* START *

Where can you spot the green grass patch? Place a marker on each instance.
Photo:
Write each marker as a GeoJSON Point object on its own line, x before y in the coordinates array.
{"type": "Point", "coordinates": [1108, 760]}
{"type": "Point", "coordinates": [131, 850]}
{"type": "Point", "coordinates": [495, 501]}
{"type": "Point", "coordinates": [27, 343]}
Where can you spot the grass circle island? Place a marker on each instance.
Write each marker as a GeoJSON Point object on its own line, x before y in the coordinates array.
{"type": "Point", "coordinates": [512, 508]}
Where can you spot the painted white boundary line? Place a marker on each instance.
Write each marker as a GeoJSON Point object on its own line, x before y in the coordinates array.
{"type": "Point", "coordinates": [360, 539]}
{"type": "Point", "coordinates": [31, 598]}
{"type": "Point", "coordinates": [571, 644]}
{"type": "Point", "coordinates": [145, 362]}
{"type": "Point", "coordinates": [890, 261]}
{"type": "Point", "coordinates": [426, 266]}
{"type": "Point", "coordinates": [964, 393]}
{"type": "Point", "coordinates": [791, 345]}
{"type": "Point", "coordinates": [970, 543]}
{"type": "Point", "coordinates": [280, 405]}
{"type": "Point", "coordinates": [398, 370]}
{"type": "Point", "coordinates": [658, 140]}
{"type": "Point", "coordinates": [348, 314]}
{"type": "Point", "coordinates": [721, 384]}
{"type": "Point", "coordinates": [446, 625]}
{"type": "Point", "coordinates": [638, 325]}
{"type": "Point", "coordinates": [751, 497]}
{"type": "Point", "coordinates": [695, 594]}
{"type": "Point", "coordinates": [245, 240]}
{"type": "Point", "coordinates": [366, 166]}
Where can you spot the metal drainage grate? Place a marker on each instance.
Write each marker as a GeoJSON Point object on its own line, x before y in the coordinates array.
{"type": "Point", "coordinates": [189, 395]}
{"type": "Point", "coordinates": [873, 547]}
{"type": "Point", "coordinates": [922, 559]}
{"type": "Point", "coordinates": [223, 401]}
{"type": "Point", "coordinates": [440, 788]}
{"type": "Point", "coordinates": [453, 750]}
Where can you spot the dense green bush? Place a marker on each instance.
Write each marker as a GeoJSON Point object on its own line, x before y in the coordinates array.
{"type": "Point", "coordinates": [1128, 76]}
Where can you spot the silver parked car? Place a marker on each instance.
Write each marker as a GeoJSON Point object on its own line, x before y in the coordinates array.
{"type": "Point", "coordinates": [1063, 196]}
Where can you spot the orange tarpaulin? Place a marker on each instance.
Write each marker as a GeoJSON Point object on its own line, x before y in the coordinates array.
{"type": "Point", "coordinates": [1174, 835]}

* END *

== Your instructions ==
Copy out all the records above, substituting "pin" for each "marker" and leaving everything else unchanged.

== Exercise solution ==
Where can you spot the green grass patch? Place a pin on each instance.
Photo:
Write each pin as a GeoJSON Point object on its own line, x before y in the coordinates array.
{"type": "Point", "coordinates": [1108, 760]}
{"type": "Point", "coordinates": [131, 850]}
{"type": "Point", "coordinates": [495, 501]}
{"type": "Point", "coordinates": [27, 343]}
Where can you spot the grass circle island? Place a pin on each instance.
Write each pin as a GeoJSON Point object on its own line, x before y in the coordinates array.
{"type": "Point", "coordinates": [512, 508]}
Where can you spot the painted white boundary line? Place a pin on each instance.
Write each pin as a GeoJSON Point object on its own line, x before y in the coordinates array.
{"type": "Point", "coordinates": [360, 539]}
{"type": "Point", "coordinates": [31, 598]}
{"type": "Point", "coordinates": [571, 644]}
{"type": "Point", "coordinates": [145, 362]}
{"type": "Point", "coordinates": [890, 261]}
{"type": "Point", "coordinates": [426, 266]}
{"type": "Point", "coordinates": [964, 393]}
{"type": "Point", "coordinates": [791, 345]}
{"type": "Point", "coordinates": [970, 543]}
{"type": "Point", "coordinates": [280, 405]}
{"type": "Point", "coordinates": [398, 370]}
{"type": "Point", "coordinates": [658, 140]}
{"type": "Point", "coordinates": [348, 314]}
{"type": "Point", "coordinates": [721, 384]}
{"type": "Point", "coordinates": [446, 625]}
{"type": "Point", "coordinates": [638, 325]}
{"type": "Point", "coordinates": [751, 497]}
{"type": "Point", "coordinates": [695, 594]}
{"type": "Point", "coordinates": [245, 240]}
{"type": "Point", "coordinates": [366, 166]}
Where can you spot the metal drainage grate? Place a pin on each instance.
Write each pin as a GeoJSON Point object on its own line, x before y in the coordinates array.
{"type": "Point", "coordinates": [189, 395]}
{"type": "Point", "coordinates": [873, 547]}
{"type": "Point", "coordinates": [922, 559]}
{"type": "Point", "coordinates": [223, 401]}
{"type": "Point", "coordinates": [440, 788]}
{"type": "Point", "coordinates": [453, 750]}
Where can you spot the dense green bush? Place a pin on each instance.
Write each pin as a GeoJSON Point object on its own line, x before y in the coordinates array.
{"type": "Point", "coordinates": [1128, 76]}
Where can you spot the silver parked car? Place a pin on each instance.
Write each pin as a GeoJSON Point object on its own line, x before y in the coordinates array.
{"type": "Point", "coordinates": [1063, 196]}
Where can you spot the orange tarpaulin? Place a pin on each instance.
Write each pin as a GeoJSON Point object on its own line, x before y in the coordinates array.
{"type": "Point", "coordinates": [1174, 835]}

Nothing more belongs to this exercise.